Aspecto recente, na história do tratado internacional que se conta em milênios, refere-se ao depositário. Enquanto os chefes de Estado possuíam competência ilimitada e incondicional para representar o Estado — jus repraesentationis omnimodae —, os tratados por eles concluídos possuíam caráter quase privado, seguindo a lógica do contrato bilateral. No desconhecimento de outro formado, grandes convenções, como a de Westfália (1648), Aix-la-Chapelle (1748) e de Paris (1815), eram consideradas o somatório de tratados bilaterais, concluídos entre as partes, sem qualquer liame jurídico entre si. Em outras palavras, não passavam de um feixe de tratados bilaterais.

A ideia de tratado multilateral desenvolveu-se em paralelo à realização de conferências internacionais, a partir do século XIX, quando nelas passaram-se a se discutir os mais variados assuntos. Até meados desse século, manteve-se a forma intermediária do tratado semicoletivo: vários Estados eram signatários de um tratado, mas um grupo constituía uma parte, enquanto outro conjunto de Estados representava outra. Exemplo: Convenção dos Estreitos do Mar Negro (1856).

A Ata Final do Congresso de Viena (1815) foi o primeiro tratado multilateral coletivo, pois toda a negociação passou a constar de instrumento único, assinado por todas as partes tendo sido feitos e assinados tanto exemplares quantos os signatários. A simplificação procedimental haveria de ocorrer, com relação à Convenção Sanitária (1852), cujo original único foi assinado por todos os plenipotenciários, ficando depositado junto ao governo francês. Surgiram assim o tratado multilateral de instrumento único e a figura do depositário.

Criada voluntariamente pelos Estados, em razão da simplificação e da comodidade, alguns aspectos da figura do depositário foram examinados pela Corte Internacional de Justiça, na Opinião Consultiva sobre reservas à Convenção sobre o Genocídio e no Julgamento sobre o Direito de Passagem em Território da Índia. Na Opinião, a corte disse que a “tarefa do secretário-geral da ONU deveria limitar-se a receber as reservas e a notificá-las”. Já o julgamento asseverou que o próprio tratado determina os efeitos jurídicos dos instrumentos depositados, tendo qualquer outra regra caráter apenas residual.

A instituição do depositário começou a ganhar autonomia no panorama do direito dos tratados moderno, graças ao último relator, Waldock, da Comissão de Direito Internacional da ONU, que preparou o projeto de artigos da Convenção de Viena sobre Direito dos Tratados, de 1969. Nessa convenção, os artigos 76 a 79 da Parte VII, intitulada “Depositários, Notificações, Correções e Registro”, apresentam o depositário como instituição autônoma do direito dos tratados contemporâneo, dotada de direitos e deveres próprios, além de papel independente.

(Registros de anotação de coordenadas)
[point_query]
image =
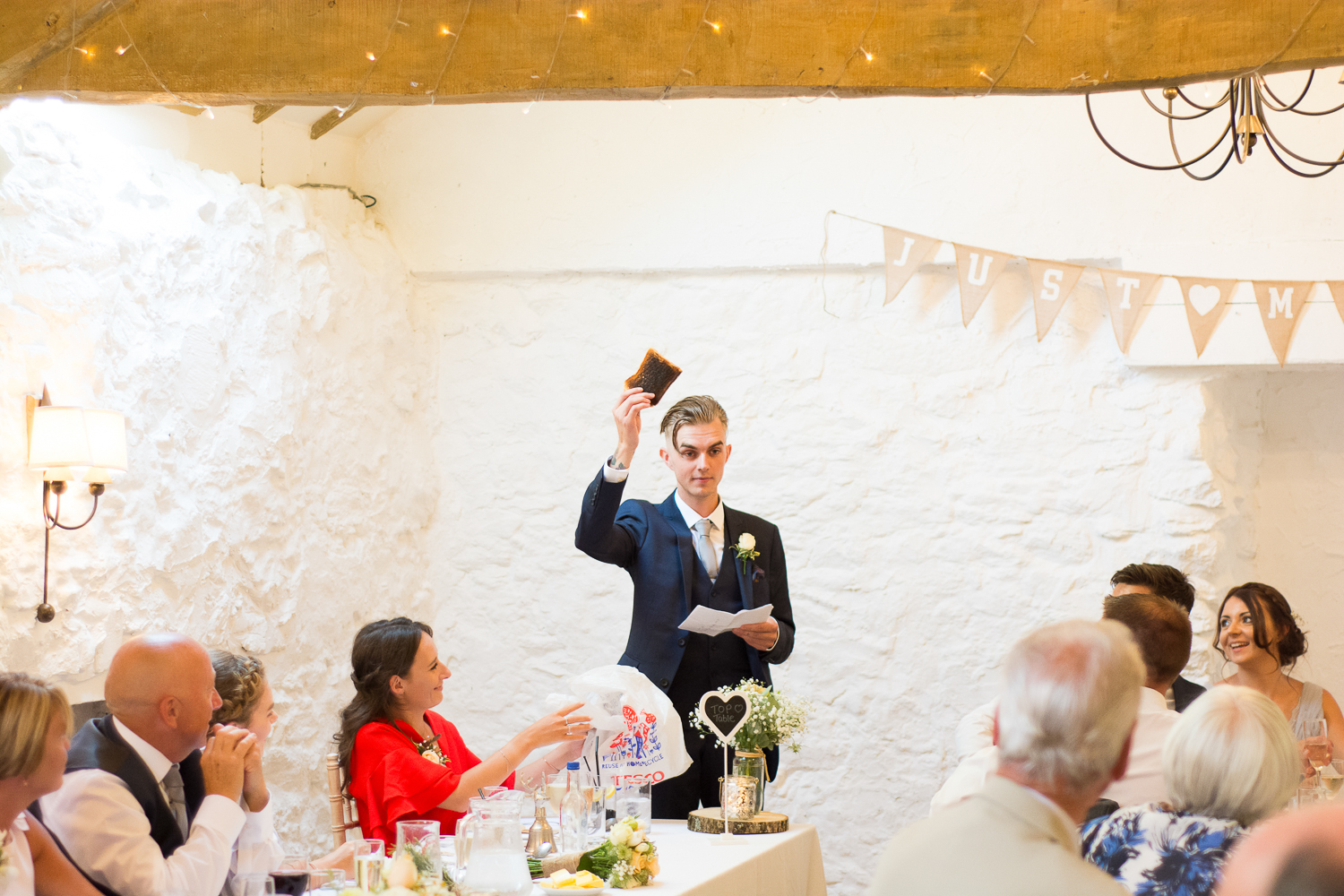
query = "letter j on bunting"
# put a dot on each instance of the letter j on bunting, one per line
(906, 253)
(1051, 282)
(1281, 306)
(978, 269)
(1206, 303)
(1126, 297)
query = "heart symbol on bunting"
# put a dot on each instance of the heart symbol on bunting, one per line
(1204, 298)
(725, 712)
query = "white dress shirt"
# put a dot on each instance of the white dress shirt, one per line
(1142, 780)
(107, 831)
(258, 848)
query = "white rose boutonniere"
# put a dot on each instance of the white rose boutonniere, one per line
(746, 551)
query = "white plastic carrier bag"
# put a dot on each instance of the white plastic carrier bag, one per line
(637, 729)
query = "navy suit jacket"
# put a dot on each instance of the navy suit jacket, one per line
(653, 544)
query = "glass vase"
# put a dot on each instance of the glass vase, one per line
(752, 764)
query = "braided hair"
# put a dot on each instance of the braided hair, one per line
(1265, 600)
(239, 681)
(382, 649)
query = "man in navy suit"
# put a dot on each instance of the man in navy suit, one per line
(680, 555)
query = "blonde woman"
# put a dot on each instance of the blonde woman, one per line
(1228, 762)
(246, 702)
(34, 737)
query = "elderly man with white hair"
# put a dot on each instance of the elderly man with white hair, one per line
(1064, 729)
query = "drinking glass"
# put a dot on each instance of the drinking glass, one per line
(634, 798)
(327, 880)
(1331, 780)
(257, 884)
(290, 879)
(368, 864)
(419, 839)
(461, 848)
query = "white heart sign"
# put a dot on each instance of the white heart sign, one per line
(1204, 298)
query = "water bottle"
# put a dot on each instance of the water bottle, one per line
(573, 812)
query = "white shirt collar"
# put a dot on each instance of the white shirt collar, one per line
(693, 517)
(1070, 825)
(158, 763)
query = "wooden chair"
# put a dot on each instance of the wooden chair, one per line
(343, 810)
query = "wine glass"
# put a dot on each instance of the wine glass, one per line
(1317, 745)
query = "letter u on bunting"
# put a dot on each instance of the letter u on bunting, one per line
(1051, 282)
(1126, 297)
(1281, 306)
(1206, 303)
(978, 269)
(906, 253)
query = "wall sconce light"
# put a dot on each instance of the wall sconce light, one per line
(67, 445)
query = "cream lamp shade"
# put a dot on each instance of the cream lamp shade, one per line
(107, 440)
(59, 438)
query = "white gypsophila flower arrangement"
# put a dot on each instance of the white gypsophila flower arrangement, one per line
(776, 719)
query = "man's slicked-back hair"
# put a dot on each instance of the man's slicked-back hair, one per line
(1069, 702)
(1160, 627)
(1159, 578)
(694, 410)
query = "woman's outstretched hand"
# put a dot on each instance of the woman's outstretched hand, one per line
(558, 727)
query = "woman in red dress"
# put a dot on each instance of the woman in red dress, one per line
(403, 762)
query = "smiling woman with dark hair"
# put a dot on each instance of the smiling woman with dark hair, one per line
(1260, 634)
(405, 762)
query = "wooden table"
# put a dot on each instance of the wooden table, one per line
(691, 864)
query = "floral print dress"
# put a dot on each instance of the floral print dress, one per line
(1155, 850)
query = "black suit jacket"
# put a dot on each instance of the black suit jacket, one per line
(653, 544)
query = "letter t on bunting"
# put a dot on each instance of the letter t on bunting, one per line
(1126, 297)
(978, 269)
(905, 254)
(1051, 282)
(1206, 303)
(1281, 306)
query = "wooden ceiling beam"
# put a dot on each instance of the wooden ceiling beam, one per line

**Tarefas propostas**
1. Responda, com base no texto sobre o depositário:
(a) Qual foi o primeiro tratado multilateral coletivo?
(b) Junto a qual governo ficou depositado o original único da Convenção Sanitária de 1852?
(c) Quais artigos da Convenção de Viena sobre Direito dos Tratados, de 1969, apresentam o depositário como instituição autônoma?
2. Segundo o texto sobre o depositário, por que a Ata Final do Congresso de Viena é considerada o primeiro tratado multilateral coletivo? Responda em até três frases.
3. Prossiga com o texto sobre o depositário a partir da última frase apresentada.
Os registros não têm nenhuma relação com o texto sobre o depositário.

**Respostas às tarefas**
1.
(a) A Ata Final do Congresso de Viena, de 1815.
(b) Junto ao governo francês.
(c) Os artigos 76 a 79 da Parte VII.

2. Porque toda a negociação passou a constar de um instrumento único, assinado por todas as partes. Foram feitos e assinados tantos exemplares quantos eram os signatários.

3.
Relativamente a quem pode ser depositário, a Convenção de Viena de 1969, de maneira abrangente, acolhe todas as possibilidades admitidas pela prática internacional: um ou mais Estados, uma organização internacional ou seu principal funcionário administrativo. Como a instituição do depósito surgiu na época das conferências, a escolha do depositário, geralmente, recaía sobre o governo do local sede da conferência. Ainda hoje a figura do Estado-depositário existe: a carta da Organização da Unidade Africana encontra-se depositada junto ao governo da Etiópia. Entretanto, com a institucionalização da comunidade internacional e o desenvolvimento da praxe de se concluir tratados sob a égide de organização internacional permanente, passou-se a confiar o depósito a tais organizações: depositário-organização. Exemplo dessa espécie é a carta da FAO, relativamente ao seu próprio instrumento constitutivo. Em grandes organizações de caráter político, concede-se o depósito ao secretário-geral da organização: depositário-funcionário, vigorante na ONU, na OEA etc.

A figura do depósito foi filha da necessidade. Essa mesma necessidade acrescentaria uma classe a mais, o depositário múltiplo ou Estados-depositários. Em tese, a pluralidade de depositário pode resultar da sucessão de depositários, tendo cada um a totalidade das atribuições durante o período de suas funções. Por outro lado, em razão da pluralidade das funções do depositário, é possível dividi-la, confiando algumas funções a um depositário, deixando a outro, as demais. Finalmente, há a possibilidade de se instituir depositários com os mesmos direitos, atribuições e funções, agindo paralelamente.  A fórmula Estados-depositários foi muito utilizada durante a Guerra Fria, para evitar, por parte dos depositários, a não aceitação de adesão vinda de Estados não reconhecidos por eles. Essa figura foi iniciada pelo Tratado de Proscrição de Experiências com Armas Nucleares na Atmosfera, no Espaço Cósmico e sob a Água, em que se estabeleceram como depositários de igual nível os governos de Moscou, Washington e Londres. Embora esse sistema possa ser útil em certos casos, sua generalização constituir-se-ia em retrocesso ao período anterior ao surgimento da figura do depositário!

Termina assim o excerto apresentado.